Your goal
Reproduce the records below from the line containing "Annotate each instance of the muffin in" through the line containing "x=453 y=888", including both of those lines and the requests. Adjust every x and y coordinate in the points by -129.

Object pointing dataset rows
========================================================================

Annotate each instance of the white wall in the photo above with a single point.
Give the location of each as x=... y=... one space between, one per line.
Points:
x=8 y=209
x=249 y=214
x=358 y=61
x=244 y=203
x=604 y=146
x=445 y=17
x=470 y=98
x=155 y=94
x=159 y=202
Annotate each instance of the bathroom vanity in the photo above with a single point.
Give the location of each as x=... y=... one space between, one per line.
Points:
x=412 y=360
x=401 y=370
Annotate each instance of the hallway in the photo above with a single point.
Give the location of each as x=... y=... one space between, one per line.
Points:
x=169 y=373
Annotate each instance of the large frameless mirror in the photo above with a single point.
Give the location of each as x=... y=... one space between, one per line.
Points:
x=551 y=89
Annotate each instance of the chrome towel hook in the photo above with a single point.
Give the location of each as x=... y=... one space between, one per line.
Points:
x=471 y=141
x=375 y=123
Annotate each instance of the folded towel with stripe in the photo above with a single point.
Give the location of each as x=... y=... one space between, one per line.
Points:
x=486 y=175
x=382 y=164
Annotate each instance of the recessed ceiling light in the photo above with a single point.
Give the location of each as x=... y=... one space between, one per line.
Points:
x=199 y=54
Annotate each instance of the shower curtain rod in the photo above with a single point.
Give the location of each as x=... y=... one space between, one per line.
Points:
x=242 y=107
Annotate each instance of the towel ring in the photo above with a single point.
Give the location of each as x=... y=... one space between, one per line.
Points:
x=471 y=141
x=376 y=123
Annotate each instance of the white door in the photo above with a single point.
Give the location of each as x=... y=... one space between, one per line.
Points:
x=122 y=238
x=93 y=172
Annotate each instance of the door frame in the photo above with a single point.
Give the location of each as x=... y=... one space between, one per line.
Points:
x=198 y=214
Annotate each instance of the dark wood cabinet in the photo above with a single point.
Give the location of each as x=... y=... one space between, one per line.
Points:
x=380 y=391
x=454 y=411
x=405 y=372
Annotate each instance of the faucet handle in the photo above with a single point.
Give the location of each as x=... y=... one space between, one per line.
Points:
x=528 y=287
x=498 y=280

========================================================================

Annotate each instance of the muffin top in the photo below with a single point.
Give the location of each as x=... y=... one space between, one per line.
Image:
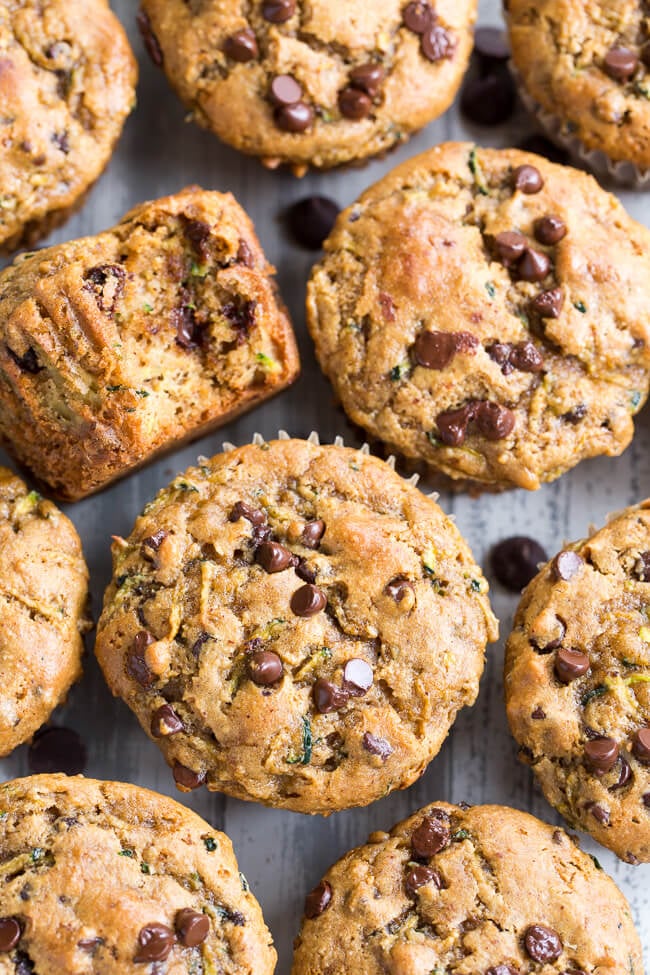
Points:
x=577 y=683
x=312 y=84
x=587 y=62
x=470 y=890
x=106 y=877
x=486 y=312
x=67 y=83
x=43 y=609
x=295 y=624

========================================================================

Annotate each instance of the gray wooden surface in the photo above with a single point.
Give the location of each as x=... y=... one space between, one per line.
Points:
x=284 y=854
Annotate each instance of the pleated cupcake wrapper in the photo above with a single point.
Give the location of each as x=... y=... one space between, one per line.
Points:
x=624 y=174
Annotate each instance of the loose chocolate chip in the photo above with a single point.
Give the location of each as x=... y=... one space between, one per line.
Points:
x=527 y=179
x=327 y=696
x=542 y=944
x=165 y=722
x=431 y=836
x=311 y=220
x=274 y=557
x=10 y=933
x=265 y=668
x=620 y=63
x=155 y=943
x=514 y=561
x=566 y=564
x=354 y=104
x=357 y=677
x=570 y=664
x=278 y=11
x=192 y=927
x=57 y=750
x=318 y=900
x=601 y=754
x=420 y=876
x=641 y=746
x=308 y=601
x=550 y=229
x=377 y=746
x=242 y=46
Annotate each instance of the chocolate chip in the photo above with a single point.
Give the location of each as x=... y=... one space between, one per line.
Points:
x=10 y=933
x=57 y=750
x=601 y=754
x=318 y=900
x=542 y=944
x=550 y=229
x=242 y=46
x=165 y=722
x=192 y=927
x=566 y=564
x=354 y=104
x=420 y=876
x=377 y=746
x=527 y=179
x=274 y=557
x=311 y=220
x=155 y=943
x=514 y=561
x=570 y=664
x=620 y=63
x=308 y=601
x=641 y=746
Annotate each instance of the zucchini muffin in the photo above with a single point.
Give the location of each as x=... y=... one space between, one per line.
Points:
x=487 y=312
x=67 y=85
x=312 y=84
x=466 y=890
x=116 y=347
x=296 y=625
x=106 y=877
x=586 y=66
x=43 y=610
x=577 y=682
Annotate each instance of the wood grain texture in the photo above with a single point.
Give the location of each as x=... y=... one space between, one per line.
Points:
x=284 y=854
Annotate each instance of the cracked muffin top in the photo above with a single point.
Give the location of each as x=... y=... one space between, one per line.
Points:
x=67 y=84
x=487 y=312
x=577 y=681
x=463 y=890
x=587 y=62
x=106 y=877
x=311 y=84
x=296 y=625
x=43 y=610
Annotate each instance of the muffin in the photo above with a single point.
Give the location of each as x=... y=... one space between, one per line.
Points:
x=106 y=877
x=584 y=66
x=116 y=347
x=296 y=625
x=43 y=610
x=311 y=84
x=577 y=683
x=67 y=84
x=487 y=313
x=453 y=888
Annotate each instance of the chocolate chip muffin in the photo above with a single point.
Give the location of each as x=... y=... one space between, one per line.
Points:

========================================================================

Written solution
Annotate each instance of the muffin in the photo above with a single point.
Give the location of each as x=... y=... one space between, one per line.
Points:
x=-23 y=748
x=455 y=-63
x=-13 y=218
x=167 y=496
x=-86 y=481
x=182 y=-45
x=448 y=554
x=-62 y=-45
x=358 y=184
x=324 y=759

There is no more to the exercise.